Task to carry out: Count the lines in the data below that contain the word "jacket", matching case exactly, and reply with that number alone.
───── Listed records ─────
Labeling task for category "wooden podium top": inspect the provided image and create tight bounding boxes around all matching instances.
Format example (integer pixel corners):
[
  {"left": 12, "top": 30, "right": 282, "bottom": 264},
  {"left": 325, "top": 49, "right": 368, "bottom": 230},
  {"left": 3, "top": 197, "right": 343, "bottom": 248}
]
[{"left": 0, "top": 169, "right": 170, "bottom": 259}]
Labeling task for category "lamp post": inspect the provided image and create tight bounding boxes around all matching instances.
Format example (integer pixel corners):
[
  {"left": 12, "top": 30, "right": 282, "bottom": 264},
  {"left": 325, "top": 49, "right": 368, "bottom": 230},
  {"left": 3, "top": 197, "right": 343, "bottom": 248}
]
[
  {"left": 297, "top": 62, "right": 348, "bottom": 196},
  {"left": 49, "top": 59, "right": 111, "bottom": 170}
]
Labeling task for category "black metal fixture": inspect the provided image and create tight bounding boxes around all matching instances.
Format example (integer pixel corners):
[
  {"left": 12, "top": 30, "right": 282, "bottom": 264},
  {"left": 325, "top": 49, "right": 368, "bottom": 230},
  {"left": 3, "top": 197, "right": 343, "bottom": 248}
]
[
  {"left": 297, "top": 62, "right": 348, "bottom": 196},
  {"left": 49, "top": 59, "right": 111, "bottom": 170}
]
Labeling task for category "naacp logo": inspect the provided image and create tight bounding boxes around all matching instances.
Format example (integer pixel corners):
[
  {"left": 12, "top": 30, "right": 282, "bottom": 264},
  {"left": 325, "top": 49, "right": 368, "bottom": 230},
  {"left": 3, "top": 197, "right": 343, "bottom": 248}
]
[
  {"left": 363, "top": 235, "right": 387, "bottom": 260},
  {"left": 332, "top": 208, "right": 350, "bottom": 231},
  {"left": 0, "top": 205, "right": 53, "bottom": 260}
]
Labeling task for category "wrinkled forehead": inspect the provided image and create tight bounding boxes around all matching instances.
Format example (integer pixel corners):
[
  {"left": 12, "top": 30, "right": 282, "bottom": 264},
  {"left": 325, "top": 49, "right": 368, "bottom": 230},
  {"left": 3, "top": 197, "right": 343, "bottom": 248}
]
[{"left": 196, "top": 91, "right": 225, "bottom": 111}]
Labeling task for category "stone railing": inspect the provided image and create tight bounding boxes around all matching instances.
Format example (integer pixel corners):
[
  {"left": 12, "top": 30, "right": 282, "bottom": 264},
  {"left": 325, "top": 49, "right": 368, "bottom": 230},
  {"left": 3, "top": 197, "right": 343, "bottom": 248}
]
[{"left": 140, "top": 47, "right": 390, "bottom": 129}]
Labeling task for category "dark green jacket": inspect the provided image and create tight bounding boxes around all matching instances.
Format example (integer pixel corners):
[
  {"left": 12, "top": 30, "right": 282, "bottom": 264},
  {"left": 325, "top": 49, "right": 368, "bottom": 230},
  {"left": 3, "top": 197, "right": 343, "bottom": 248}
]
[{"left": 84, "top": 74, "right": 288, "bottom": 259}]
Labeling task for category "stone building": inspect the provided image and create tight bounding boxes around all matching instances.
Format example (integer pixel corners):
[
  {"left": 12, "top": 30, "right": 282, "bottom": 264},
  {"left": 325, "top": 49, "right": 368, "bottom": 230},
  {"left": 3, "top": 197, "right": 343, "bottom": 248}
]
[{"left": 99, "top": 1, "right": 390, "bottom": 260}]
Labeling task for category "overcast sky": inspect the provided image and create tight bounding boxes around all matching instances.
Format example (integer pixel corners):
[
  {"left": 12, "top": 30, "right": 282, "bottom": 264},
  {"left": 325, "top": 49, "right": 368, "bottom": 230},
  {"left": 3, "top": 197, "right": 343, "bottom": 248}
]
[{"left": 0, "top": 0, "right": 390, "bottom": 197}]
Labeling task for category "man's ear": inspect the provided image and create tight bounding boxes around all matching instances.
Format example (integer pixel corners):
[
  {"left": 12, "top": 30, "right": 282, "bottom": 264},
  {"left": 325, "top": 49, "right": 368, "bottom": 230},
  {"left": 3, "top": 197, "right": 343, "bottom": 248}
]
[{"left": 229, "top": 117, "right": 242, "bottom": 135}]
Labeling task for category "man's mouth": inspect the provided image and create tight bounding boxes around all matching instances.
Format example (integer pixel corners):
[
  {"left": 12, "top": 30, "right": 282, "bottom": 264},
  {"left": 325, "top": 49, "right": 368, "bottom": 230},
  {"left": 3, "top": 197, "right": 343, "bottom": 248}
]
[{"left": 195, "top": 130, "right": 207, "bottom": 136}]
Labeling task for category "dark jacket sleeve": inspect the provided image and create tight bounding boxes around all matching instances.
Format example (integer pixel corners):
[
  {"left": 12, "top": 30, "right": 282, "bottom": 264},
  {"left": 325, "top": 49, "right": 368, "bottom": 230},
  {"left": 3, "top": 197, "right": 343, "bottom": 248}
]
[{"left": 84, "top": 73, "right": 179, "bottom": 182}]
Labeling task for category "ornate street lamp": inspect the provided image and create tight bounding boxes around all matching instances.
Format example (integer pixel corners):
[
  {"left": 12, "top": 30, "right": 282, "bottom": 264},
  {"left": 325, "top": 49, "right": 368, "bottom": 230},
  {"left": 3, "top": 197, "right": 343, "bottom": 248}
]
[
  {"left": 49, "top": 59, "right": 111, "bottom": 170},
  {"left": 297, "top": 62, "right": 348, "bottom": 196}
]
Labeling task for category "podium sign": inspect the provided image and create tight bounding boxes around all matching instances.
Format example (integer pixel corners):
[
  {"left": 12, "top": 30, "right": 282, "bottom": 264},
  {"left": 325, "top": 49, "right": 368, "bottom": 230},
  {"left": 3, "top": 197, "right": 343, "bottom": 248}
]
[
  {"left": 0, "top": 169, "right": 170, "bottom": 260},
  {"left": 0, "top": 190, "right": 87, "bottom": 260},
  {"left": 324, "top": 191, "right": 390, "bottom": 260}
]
─────
Correct answer: 2